* CARTA FORNECIDA *
╭──

Cartas a MV – 21

Francisco Martins Rodrigues

Carta a MV (24)

20/2/1991

Velho M:

Estou aplicadamente a responder e a ausência não é de tantos meses como dizes; a minha última foi em Novembro, nada mau. Tenho recebido um rio de bilhetes, recortes, jornais, até um livro (“Mon ami le roi”). E também as tuas duas colaborações: a última, curta, saiu no PO 28 (por gralha não foi mencionada como “Carta de Paris”); a outra colaboração, com notas e discordâncias sobre a carta aos comunistas americanos já está composta e ere para sair no caderno cor-de-rosa deste nº 28 mas a acumulação de mate­riais sobre o Golfo obrigou a pô-la de parte. Sairá no próximo nº.

Creio que não tens razão nos teus receios a que deitemos demasiadas coisas pela borda fora. Julgo haver na tua visão sobre a URSS ainda uma carga antiga (quanto ao poderio, ao social-imperialismo, etc.) que me parece (que nos parece a nós aqui) desmentida pelos aconte­cimentos recentes. Eu acho a perspectiva que damos hoje nesta PO so­bre a degenerescência e apodrecimento do regime soviético muito mais marxista-leninista do que a que herdámos dos chineses, albaneses, etc. Sem dúvida, o assunto precisa de mais discussão e a tua carta aju­dará a essa reflexão. Esteve cá um dos dirigentes do MU americano e travámos debates, inconclusivos mas amigáveis. Eles prometeram publicar no seu jornal uma resposta à nossa resposta, dentro de alguns meses. Quando a tivermos mandar-te-ei; possivelmente publicaremos.

Golfo: temos estado desesperadamente a tentar agitar as águas pantanosas do consenso pró-americano nesta terra, como verás pela PO 28 e por uma folha da CCIG[i] que aqui te mando junto. Estamos de novo associados com os trotskistas da FER, porque foram os únicos a condenar sem reservas a agressão imperialista americana. Hoje esti­vemos mais uma vez com uma exposição de painéis na Rua augusta e dis­tribuindo comunicados. Suscita uma enorme atenção e discussões por vezes acaloradas, com opiniões fascistóides a vir ao de cima a cada passo. Depois de amanhã vamos fazer nova concentração frente à embai­xada americana, mas não espero mais de duas centenas. Mando-te também fotocópia de alguns artigos que tenho publicado na imprensa, é pos­sível que algum vá repetido; tenho um artigo no “Público” à espera que saia, sobre o “anti-americanismo primário” (a desculpa prefe­rida dos nossos intelectuais vendidos) mas está difícil de sair, desconfio que as minhas hipóteses no “Público” vão acabar.

╰──

* OBJETIVO 1 *
Atualize, por favor, o trecho da listagem que vai da linha que contém "If you could segment every instance of the **dark" até ao fim da listagem, substituindo "backpack" por "tent" e mantendo todo o resto igual. Devolva apenas esse trecho.
A carta e a listagem não têm qualquer relação entre si.

* LISTAGEM FORNECIDA *
╭──

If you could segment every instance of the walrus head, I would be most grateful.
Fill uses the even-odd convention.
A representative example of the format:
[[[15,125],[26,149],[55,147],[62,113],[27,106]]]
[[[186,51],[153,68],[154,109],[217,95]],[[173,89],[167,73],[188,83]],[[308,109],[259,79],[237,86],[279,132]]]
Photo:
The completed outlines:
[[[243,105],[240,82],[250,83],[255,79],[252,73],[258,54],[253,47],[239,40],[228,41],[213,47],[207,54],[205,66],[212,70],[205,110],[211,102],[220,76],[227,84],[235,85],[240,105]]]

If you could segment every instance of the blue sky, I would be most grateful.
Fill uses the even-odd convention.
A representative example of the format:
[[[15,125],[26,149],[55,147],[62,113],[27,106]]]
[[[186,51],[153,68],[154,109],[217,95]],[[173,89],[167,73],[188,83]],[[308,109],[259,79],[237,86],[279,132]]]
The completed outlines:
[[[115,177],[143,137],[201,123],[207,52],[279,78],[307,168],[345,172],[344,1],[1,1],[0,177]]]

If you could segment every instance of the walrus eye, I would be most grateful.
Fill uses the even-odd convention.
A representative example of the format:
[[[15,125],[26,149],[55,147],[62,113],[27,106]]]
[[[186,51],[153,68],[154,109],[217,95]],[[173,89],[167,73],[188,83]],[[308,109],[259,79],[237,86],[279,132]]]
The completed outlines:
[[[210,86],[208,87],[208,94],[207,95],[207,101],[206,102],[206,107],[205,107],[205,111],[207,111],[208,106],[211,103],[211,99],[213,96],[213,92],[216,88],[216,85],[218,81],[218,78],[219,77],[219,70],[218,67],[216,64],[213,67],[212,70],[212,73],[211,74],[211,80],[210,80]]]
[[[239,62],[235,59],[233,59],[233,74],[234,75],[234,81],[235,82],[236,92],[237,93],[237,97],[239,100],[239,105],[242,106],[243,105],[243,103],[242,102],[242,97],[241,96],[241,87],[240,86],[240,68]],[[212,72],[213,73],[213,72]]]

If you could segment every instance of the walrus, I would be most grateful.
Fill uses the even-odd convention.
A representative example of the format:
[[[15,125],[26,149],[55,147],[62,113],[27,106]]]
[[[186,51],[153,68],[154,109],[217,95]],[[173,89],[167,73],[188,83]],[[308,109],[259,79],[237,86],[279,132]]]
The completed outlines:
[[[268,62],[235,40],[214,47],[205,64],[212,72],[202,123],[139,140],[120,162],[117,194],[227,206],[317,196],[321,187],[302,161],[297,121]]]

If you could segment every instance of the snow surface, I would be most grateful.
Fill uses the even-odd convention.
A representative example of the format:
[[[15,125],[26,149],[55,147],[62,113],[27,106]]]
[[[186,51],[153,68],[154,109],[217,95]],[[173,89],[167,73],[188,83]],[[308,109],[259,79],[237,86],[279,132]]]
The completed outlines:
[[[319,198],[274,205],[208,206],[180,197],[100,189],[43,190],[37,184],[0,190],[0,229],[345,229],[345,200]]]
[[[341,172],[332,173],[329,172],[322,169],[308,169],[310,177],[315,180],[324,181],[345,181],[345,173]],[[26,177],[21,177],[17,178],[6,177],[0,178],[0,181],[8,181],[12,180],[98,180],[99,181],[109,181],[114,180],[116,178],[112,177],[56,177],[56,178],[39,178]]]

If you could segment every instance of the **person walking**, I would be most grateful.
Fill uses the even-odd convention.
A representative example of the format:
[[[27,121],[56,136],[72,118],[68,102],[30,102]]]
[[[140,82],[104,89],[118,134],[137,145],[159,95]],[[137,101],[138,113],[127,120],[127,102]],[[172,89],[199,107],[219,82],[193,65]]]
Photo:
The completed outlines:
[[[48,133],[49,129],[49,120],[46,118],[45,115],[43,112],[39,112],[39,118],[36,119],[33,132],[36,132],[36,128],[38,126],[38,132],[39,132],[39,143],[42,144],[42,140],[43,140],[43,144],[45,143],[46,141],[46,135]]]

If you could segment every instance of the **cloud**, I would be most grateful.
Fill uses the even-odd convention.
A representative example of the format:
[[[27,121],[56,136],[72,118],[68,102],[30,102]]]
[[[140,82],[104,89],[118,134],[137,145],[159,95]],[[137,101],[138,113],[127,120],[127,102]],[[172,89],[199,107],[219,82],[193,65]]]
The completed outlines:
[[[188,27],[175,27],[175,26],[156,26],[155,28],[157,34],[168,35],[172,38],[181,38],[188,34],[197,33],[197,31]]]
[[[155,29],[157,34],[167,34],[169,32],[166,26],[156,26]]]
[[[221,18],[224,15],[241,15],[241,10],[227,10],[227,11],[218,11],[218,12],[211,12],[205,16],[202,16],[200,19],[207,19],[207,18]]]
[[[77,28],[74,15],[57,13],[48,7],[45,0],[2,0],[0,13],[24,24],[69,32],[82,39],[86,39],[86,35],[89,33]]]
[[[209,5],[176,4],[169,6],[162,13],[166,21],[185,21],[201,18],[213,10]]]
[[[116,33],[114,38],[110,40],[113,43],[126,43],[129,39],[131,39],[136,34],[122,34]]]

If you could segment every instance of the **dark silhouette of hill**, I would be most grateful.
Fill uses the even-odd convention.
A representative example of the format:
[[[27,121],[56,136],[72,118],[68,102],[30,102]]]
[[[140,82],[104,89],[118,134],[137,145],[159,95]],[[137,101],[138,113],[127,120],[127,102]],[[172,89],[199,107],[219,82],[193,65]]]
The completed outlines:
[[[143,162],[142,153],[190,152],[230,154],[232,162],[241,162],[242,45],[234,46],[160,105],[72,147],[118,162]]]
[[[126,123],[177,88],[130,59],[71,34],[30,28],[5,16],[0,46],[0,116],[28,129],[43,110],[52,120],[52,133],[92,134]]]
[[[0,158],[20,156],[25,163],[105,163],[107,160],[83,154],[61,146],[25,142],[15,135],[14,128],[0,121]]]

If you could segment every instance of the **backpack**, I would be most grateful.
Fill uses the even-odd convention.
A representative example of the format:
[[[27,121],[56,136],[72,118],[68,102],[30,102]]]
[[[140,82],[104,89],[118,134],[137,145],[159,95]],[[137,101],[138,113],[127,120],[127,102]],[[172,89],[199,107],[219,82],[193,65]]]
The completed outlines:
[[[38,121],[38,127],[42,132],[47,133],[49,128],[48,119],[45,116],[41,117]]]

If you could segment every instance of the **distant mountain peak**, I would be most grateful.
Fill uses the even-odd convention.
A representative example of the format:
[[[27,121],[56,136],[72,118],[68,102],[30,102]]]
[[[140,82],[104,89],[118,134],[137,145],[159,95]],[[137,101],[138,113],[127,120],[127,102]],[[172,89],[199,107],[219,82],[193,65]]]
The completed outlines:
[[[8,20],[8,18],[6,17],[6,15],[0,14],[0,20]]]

╰──

* OBJETIVO 2 *
Segundo a carta, que livro quem escreve diz ter recebido?

* SOLUÇÃO 1 *
If you could segment every instance of the **dark silhouette of hill**, I would be most grateful.
Fill uses the even-odd convention.
A representative example of the format:
[[[27,121],[56,136],[72,118],[68,102],[30,102]]]
[[[140,82],[104,89],[118,134],[137,145],[159,95]],[[137,101],[138,113],[127,120],[127,102]],[[172,89],[199,107],[219,82],[193,65]]]
The completed outlines:
[[[143,162],[142,153],[190,152],[230,154],[232,162],[241,162],[242,45],[234,46],[160,105],[72,147],[118,162]]]
[[[126,123],[177,88],[130,59],[71,34],[30,28],[5,16],[0,46],[0,116],[28,129],[43,110],[52,120],[52,133],[92,134]]]
[[[0,158],[20,156],[25,163],[105,163],[107,160],[83,154],[61,146],[25,142],[15,135],[14,128],[0,121]]]

If you could segment every instance of the **tent**, I would be most grateful.
Fill uses the even-odd convention.
A representative example of the format:
[[[27,121],[56,136],[72,118],[68,102],[30,102]]]
[[[140,82],[104,89],[118,134],[137,145],[159,95]],[[137,101],[138,113],[127,120],[127,102]],[[172,89],[199,107],[219,82],[193,65]]]
The completed outlines:
[[[38,121],[38,127],[42,132],[47,133],[49,128],[48,119],[45,116],[41,117]]]

If you could segment every instance of the **distant mountain peak**, I would be most grateful.
Fill uses the even-odd convention.
A representative example of the format:
[[[27,121],[56,136],[72,118],[68,102],[30,102]]]
[[[140,82],[104,89],[118,134],[137,145],[159,95]],[[137,101],[138,113],[127,120],[127,102]],[[172,89],[199,107],[219,82],[193,65]]]
The completed outlines:
[[[8,20],[8,18],[6,17],[6,15],[0,14],[0,20]]]

* SOLUÇÃO 2 *
O livro “Mon ami le roi”.